+++ Records shown

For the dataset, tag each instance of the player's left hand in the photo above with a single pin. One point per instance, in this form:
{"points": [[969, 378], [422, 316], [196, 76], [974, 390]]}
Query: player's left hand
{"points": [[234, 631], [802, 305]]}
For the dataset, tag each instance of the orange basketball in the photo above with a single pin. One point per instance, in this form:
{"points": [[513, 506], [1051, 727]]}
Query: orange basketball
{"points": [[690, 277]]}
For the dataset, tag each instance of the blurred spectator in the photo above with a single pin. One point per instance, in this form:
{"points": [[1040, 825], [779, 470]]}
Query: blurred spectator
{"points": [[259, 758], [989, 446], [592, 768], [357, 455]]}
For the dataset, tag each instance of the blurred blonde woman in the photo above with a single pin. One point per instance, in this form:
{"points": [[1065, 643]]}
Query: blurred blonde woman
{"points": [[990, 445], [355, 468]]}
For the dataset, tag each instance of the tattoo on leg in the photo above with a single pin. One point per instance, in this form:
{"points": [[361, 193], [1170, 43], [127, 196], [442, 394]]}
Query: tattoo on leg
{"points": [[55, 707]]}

++++++

-- Written task --
Reproduce all of the data above, substituting "single marker" for every occurrence of "single pin" and leaving everything else unchanged.

-- Result for this exercise --
For the dataset, tag each instance of the player's left hand in the photo above with a single marker. One point per instance, in this form:
{"points": [[969, 378], [422, 316], [196, 76], [974, 390]]}
Query: player's left hand
{"points": [[234, 631], [802, 305]]}
For the dataset, tag each instance of the orange basketball in the photo above with a single marker. One point per instance, in this form:
{"points": [[513, 506], [1051, 727]]}
Query: orange basketball
{"points": [[690, 277]]}
For the dataset, tag each instance of the blurred spectator in the photo above with a single marker. One point per instance, in this form:
{"points": [[1040, 825], [779, 470]]}
Query: blurred spectator
{"points": [[259, 758], [989, 446], [592, 768], [357, 455]]}
For the dataset, tag each instance of the blurred blonde woman in the photo above with a single marker. One point per instance, in this form:
{"points": [[1065, 643]]}
Query: blurred blonde woman
{"points": [[990, 445], [355, 468]]}
For the dataset, tag each instance of the tattoo on leg in the photo above with a single marker. One point per instance, in this form:
{"points": [[361, 193], [1170, 43], [127, 196], [442, 394]]}
Query: tattoo on leg
{"points": [[55, 707]]}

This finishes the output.